>>>>

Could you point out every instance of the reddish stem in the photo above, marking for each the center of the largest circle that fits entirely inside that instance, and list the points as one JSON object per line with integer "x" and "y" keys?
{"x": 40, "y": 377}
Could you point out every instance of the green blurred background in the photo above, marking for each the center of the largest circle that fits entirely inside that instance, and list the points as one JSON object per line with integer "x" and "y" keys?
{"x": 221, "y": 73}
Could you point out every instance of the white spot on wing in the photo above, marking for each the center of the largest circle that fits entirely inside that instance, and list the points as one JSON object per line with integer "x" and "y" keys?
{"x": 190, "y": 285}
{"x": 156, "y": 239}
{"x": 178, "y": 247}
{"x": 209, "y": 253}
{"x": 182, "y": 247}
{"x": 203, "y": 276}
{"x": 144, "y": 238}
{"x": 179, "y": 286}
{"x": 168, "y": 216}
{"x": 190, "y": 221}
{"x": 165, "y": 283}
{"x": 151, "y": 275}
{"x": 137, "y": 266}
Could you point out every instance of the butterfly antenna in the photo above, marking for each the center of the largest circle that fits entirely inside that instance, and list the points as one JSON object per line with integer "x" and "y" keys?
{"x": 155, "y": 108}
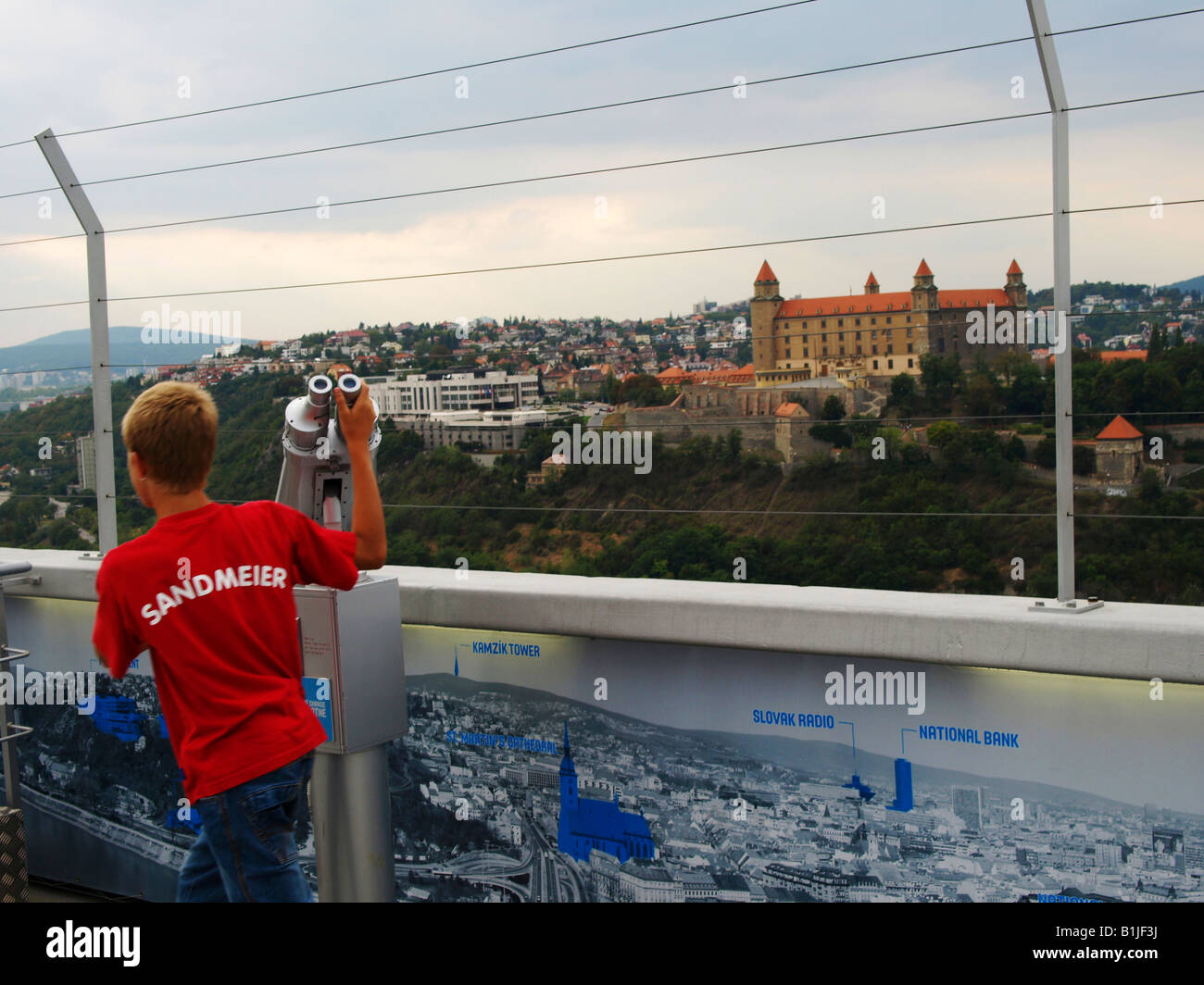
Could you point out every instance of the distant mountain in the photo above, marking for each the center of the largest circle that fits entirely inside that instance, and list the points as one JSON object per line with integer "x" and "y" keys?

<<<<

**Instructions to follow:**
The response must restate exactly the lines from the one containing "Could you point out every instance of the white" through the end of the records above and must leave out all pictures.

**Output for this task:**
Could you point out every instance of the white spot on wing in the photo above, marking for each the center of the largest circle that fits entirely inside that instance, and list the points as one JSON object per line with integer "x" and "y" keys?
{"x": 190, "y": 285}
{"x": 156, "y": 239}
{"x": 178, "y": 247}
{"x": 209, "y": 253}
{"x": 182, "y": 247}
{"x": 203, "y": 276}
{"x": 144, "y": 238}
{"x": 179, "y": 286}
{"x": 168, "y": 216}
{"x": 190, "y": 221}
{"x": 165, "y": 283}
{"x": 151, "y": 275}
{"x": 137, "y": 266}
Could you point out every instance of the butterfly antenna in the photo above, marking for each the center of the largest circle that fits entirely inside that instance, and list the points as one JSON object per line with integer "x" and "y" keys?
{"x": 155, "y": 108}
Could you point out every instance of the distant mountain in the photo above, marking for each the center of the largest circle that fits entirely inside that instance, and list the points as one JSON object per line with integer "x" and "y" keys?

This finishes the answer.